Taggart, then, is living proof that southern England’s farmers were not descended, as once believed, from Middle Eastern migrants, but from European Paleolithic (Old Stone Age) and Mesolithic (New Stone Age) people.
From these Paleolithic peoples come the Celtic population of Britain, the Welsh, Irish and Scots populations.
These are the Aboriginal Britons - those who have had unbroken occupation of Britain for 16,000 years.
(B) The Indigenous Anglo-Saxon English.
The Anglo-Saxons have been present in England for 1,600 years. (4)
That is 600 years longer than the Bantu black population in South Africa who are considered as indigenous to South Africa. (3)
At the time of European contact, the dominant indigenous peoples were Bantu-speaking peoples who had migrated from other parts of Africa about one thousand years before. This places the Bantu people in South Africa from 1050 onwards.

_DATASET EXCERPTS_:
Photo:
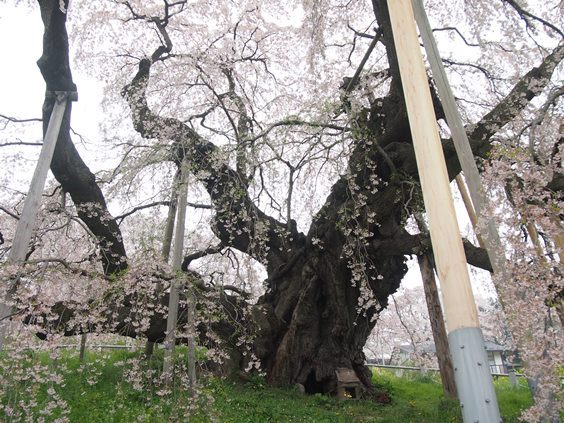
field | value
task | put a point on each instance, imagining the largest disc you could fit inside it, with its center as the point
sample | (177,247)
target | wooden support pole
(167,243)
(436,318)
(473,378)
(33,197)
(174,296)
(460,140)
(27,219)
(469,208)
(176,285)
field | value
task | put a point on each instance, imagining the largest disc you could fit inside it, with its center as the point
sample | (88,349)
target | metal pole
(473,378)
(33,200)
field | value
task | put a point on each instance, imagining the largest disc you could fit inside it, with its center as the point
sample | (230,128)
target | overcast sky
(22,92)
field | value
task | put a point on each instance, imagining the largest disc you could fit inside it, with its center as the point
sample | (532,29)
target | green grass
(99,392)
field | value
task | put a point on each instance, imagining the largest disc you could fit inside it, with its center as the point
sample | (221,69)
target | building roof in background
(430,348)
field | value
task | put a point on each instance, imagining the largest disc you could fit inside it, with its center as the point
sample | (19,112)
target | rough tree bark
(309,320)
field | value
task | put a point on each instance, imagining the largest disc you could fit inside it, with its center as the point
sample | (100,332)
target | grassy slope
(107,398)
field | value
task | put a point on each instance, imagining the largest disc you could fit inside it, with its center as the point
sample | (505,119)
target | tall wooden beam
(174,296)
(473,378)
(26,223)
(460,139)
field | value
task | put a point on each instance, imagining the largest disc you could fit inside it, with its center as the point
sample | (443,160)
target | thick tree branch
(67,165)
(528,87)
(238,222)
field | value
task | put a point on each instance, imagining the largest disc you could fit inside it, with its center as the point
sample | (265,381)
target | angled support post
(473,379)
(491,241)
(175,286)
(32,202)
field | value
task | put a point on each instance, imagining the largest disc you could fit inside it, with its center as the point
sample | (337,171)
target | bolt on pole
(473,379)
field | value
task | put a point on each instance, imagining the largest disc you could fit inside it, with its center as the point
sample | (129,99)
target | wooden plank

_TASK BRIEF_: Print the passage on the origins of Britain's population word for word, from "Taggart, then, is" to "and Scots populations.".

_SOLVED PROBLEM_:
Taggart, then, is living proof that southern England’s farmers were not descended, as once believed, from Middle Eastern migrants, but from European Paleolithic (Old Stone Age) and Mesolithic (New Stone Age) people.
From these Paleolithic peoples come the Celtic population of Britain, the Welsh, Irish and Scots populations.